**What you will do**
Nothing but an exact repeat of the entries below should appear in your answer.

**Extracted material**
▬▬▬
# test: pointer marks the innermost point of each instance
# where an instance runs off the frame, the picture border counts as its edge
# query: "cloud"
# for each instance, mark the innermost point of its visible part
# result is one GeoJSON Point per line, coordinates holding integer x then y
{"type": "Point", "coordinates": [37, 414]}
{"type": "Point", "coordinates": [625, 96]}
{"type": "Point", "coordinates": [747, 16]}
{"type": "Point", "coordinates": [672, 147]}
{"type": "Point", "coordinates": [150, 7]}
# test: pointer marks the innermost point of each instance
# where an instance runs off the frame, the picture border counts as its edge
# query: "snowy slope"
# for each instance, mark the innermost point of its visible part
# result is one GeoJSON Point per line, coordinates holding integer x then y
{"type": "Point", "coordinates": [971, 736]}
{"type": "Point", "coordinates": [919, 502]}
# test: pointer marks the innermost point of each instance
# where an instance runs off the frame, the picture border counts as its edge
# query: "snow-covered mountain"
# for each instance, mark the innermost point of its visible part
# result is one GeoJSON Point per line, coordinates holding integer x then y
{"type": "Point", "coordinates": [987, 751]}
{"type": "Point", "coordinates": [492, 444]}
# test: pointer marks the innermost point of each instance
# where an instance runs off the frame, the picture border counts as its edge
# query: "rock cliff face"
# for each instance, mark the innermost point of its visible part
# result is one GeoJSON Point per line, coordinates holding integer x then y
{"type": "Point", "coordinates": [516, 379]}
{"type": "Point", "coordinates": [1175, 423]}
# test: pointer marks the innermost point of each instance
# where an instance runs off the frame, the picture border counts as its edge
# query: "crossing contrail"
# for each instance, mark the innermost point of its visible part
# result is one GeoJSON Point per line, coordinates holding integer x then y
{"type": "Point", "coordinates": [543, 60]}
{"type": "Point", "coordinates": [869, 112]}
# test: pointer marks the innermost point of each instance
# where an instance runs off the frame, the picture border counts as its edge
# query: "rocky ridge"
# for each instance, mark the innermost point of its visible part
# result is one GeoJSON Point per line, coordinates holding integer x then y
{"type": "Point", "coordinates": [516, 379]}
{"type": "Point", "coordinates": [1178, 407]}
▬▬▬
**Response area**
# test: pointer marks the innermost point of each instance
# where an instance runs off the frame, the picture border counts as its edge
# query: "cloud"
# for each instance, mark the innermost point of its visible part
# result is one GeoJSON Point per line, coordinates holding integer x then y
{"type": "Point", "coordinates": [37, 414]}
{"type": "Point", "coordinates": [625, 96]}
{"type": "Point", "coordinates": [747, 16]}
{"type": "Point", "coordinates": [672, 147]}
{"type": "Point", "coordinates": [150, 7]}
# test: pointer marks the innermost point of each instance
# where an instance runs off the frame, the picture border counts as its edge
# query: "snowy slope"
# for each instance, mark the innermost point of its visible part
# result is one GeoJSON Point per line, coordinates holding integer x then y
{"type": "Point", "coordinates": [971, 736]}
{"type": "Point", "coordinates": [919, 502]}
# test: pointer marks the innermost point of each instance
# where an instance runs off the frame, the picture border counts as its edge
# query: "snow-covered mountain"
# for each instance, mark the innermost point of its visible part
# result is one GeoJSON Point per line, coordinates holding integer x then y
{"type": "Point", "coordinates": [987, 751]}
{"type": "Point", "coordinates": [492, 444]}
# test: pointer marks the innermost point of each instance
# where an instance runs off the frame, the picture border counts as its edge
# query: "rock cliff face"
# for each instance, mark the innermost point of its visible part
# result is one GeoJSON Point per line, coordinates holding integer x then y
{"type": "Point", "coordinates": [516, 379]}
{"type": "Point", "coordinates": [1175, 423]}
# test: pointer marks the innermost point of each instance
# where an instance runs off the frame, the picture border counts as its edge
# query: "crossing contrail"
# for each instance, mark the innermost point of its visible part
# result is one GeoJSON Point per line, coordinates holding integer x then y
{"type": "Point", "coordinates": [543, 60]}
{"type": "Point", "coordinates": [869, 112]}
# test: pointer marks the innermost point of each instance
# where an instance runs off the frame, the picture border counts as its edge
# query: "rocky ridge"
# for each instance, mark the innermost point of its visible part
# result is one GeoJSON Point per line, coordinates holding integer x then y
{"type": "Point", "coordinates": [516, 379]}
{"type": "Point", "coordinates": [1178, 407]}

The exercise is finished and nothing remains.